### Problem 1:
In the passage on MoSe2 and MoTe2 crystals below, quote everything from "Keywords: MoSe2, MoTe2, Chemical" down to "or chemical exfoliation.".

### Quoted passage:
Abstract
Single-crystalline MoSe2 and MoTe2 platelets were grown by Chemical Vapor Transport (CVT), followed by exfoliation, device fabrication, optical and electrical characterization. We observed that for the field-effect-transistor (FET) channel thickness in range of 5.5 nm to 8.5 nm, MoTe2 shows p-type, whereas MoSe2 with channel thickness range of 1.6 nm to 10.5 nm, shows n-type conductivity behavior. At room temperature, both MoSe2 and MoTe2 FETs have high ON/OFF current ratio and low contact resistance. Controlling charge carrier type and mobility in MoSe2 and MoTe2 layers can pave a way for utilizing these materials for heterojunction nanoelctronic devices with superior performance.
Keywords: MoSe2, MoTe2, Chemical Vapor Transport, Phase Transition, X-ray Diffraction, Raman
I. Introduction
Molybdenum diselenide (MoSe2) and molybdenum ditelluride (MoTe2) belong to a vast family of transition metal dichalcogenides (TMDs), which have attracted a great interest due to the potential benefits for variety of device applications. These layered materials have a common formula MX2, where M is a transition metal from group IV-VII (Mo, W, Nb, etc.) and X is a chalcogen (S, Se or Te). One layer of MX2 consists of a ‘three-layer” structure with hexagonally packed sheet of M atoms sandwiched between two sheets of X atoms. Weak van der Waals bonding between the layers enables thinning of TMDs crystals down to a single layer by mechanical or chemical exfoliation.
Electronic properties of TMDs depend on crystal structure, composition and the number of layers. For example, bulk MoSe2 has an indirect bandgap of 0.85 eV while monolayer has a direct bandgap of 1.57 eV [1]. Similarly, bulk 2H-MoTe2 is an indirect-gap semiconductor with a bandgap of 0.81 eV and a monolayer MoTe2 exhibits a direct gap of 1.13 eV [2–3]. Due to its band-gap similar to Si (~1.1 eV) and a reversible metal-semiconductor phase transition, 2H-MoTe2 is a promising candidate for advanced electronic applications, including flexible and transparent electronics [4].

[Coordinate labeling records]
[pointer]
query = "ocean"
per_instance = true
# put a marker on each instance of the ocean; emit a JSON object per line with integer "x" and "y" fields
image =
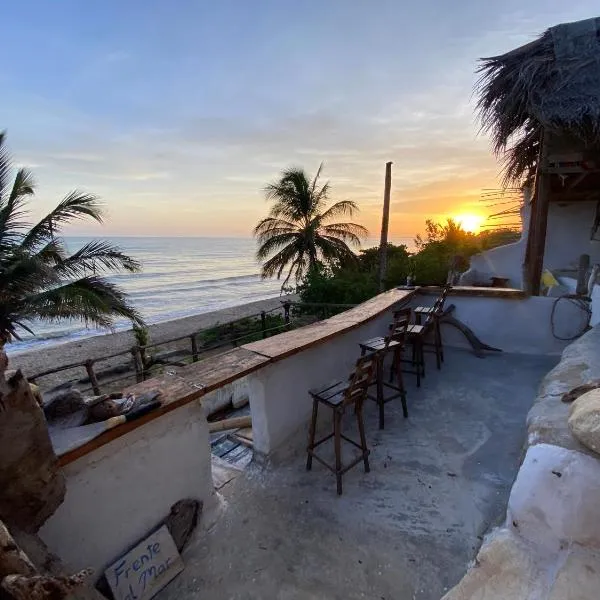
{"x": 180, "y": 277}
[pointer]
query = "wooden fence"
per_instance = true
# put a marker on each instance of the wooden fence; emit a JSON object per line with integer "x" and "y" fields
{"x": 141, "y": 370}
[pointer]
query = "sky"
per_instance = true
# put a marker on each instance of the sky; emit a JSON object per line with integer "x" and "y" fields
{"x": 177, "y": 114}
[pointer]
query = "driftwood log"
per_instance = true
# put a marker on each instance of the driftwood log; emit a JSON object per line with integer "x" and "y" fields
{"x": 478, "y": 346}
{"x": 233, "y": 423}
{"x": 573, "y": 394}
{"x": 181, "y": 522}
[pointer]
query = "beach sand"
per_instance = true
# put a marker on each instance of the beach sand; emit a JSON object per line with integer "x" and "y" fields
{"x": 35, "y": 361}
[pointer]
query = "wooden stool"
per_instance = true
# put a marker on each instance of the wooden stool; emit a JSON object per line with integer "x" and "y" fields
{"x": 380, "y": 347}
{"x": 432, "y": 316}
{"x": 338, "y": 396}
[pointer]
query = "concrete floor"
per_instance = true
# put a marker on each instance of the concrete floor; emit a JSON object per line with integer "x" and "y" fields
{"x": 406, "y": 530}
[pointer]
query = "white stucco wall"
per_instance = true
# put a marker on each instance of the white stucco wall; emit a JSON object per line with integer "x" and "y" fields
{"x": 279, "y": 400}
{"x": 118, "y": 492}
{"x": 503, "y": 261}
{"x": 567, "y": 238}
{"x": 513, "y": 325}
{"x": 568, "y": 235}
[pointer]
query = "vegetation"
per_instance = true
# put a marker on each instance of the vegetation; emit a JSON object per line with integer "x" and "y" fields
{"x": 444, "y": 246}
{"x": 39, "y": 279}
{"x": 300, "y": 233}
{"x": 244, "y": 330}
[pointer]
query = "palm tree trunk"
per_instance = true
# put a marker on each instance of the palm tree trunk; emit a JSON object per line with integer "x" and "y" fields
{"x": 32, "y": 486}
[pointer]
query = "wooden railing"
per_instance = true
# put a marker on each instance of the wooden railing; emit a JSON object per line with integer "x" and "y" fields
{"x": 142, "y": 370}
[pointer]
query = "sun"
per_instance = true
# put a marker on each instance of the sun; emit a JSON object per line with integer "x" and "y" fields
{"x": 469, "y": 222}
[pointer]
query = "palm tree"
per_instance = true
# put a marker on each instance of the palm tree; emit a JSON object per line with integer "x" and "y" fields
{"x": 299, "y": 232}
{"x": 39, "y": 279}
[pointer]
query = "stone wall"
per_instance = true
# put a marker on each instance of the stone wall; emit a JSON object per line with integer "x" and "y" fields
{"x": 549, "y": 546}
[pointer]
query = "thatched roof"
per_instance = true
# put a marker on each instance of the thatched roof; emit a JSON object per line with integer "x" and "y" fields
{"x": 552, "y": 83}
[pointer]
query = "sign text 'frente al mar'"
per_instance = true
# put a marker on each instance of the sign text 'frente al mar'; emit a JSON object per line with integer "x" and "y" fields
{"x": 145, "y": 569}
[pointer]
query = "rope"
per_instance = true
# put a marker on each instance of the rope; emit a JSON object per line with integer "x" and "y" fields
{"x": 582, "y": 302}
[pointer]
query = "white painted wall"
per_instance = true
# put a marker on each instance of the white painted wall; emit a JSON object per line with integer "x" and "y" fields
{"x": 279, "y": 400}
{"x": 503, "y": 261}
{"x": 568, "y": 235}
{"x": 513, "y": 325}
{"x": 118, "y": 492}
{"x": 567, "y": 238}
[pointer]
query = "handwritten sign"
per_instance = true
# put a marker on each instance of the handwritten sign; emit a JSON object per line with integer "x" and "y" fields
{"x": 145, "y": 569}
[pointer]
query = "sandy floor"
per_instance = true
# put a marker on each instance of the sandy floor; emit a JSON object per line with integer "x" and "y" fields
{"x": 36, "y": 361}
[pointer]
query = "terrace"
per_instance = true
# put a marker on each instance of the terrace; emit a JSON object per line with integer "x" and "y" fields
{"x": 439, "y": 480}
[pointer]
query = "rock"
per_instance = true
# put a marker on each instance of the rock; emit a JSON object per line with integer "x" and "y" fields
{"x": 12, "y": 558}
{"x": 584, "y": 420}
{"x": 579, "y": 576}
{"x": 547, "y": 423}
{"x": 32, "y": 483}
{"x": 555, "y": 498}
{"x": 64, "y": 403}
{"x": 505, "y": 569}
{"x": 43, "y": 587}
{"x": 241, "y": 401}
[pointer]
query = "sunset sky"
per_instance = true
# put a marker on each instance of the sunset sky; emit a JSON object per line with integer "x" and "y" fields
{"x": 177, "y": 113}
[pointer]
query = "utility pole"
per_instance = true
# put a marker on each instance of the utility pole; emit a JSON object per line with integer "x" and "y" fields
{"x": 385, "y": 220}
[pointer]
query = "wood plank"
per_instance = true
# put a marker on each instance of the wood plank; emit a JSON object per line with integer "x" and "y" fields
{"x": 479, "y": 292}
{"x": 178, "y": 387}
{"x": 181, "y": 385}
{"x": 291, "y": 342}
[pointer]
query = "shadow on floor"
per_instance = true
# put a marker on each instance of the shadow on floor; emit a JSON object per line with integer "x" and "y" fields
{"x": 439, "y": 480}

### Problem 2:
Find each line of the records above that contains the string "railing", matching case, and copy those lines out.

### Correct answer 1:
Keywords: MoSe2, MoTe2, Chemical Vapor Transport, Phase Transition, X-ray Diffraction, Raman
I. Introduction
Molybdenum diselenide (MoSe2) and molybdenum ditelluride (MoTe2) belong to a vast family of transition metal dichalcogenides (TMDs), which have attracted a great interest due to the potential benefits for variety of device applications. These layered materials have a common formula MX2, where M is a transition metal from group IV-VII (Mo, W, Nb, etc.) and X is a chalcogen (S, Se or Te). One layer of MX2 consists of a ‘three-layer” structure with hexagonally packed sheet of M atoms sandwiched between two sheets of X atoms. Weak van der Waals bonding between the layers enables thinning of TMDs crystals down to a single layer by mechanical or chemical exfoliation.

### Correct answer 2:
query = "wooden railing"
# put a marker on each instance of the wooden railing; emit a JSON object per line with integer "x" and "y" fields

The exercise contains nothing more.